Within the data that follows, how many lines contain the word "counter"? Reply with only the number.

......

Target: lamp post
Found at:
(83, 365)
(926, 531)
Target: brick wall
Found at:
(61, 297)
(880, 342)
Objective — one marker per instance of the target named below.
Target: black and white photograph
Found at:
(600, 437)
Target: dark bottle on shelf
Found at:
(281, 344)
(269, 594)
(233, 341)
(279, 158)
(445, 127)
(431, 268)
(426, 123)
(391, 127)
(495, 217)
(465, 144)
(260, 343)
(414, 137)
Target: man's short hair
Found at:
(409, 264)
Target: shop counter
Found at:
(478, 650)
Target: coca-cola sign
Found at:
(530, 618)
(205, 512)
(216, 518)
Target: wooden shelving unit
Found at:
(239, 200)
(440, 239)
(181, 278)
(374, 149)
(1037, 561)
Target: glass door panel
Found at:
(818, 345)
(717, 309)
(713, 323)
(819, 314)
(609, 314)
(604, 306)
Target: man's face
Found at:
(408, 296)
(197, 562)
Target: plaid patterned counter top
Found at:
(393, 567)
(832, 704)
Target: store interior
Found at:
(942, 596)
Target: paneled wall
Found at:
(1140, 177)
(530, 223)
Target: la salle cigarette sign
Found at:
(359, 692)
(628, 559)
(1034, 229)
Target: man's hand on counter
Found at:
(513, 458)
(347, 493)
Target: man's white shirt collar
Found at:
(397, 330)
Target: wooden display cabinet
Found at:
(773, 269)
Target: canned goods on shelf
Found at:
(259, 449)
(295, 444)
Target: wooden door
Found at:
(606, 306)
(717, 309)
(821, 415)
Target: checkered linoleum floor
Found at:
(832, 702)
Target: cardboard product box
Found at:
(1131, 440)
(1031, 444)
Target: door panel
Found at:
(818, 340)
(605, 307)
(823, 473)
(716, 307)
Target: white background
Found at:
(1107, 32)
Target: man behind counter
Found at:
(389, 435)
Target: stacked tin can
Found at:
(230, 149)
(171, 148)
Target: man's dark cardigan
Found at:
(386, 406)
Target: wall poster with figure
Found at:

......

◆ Solution for this problem
4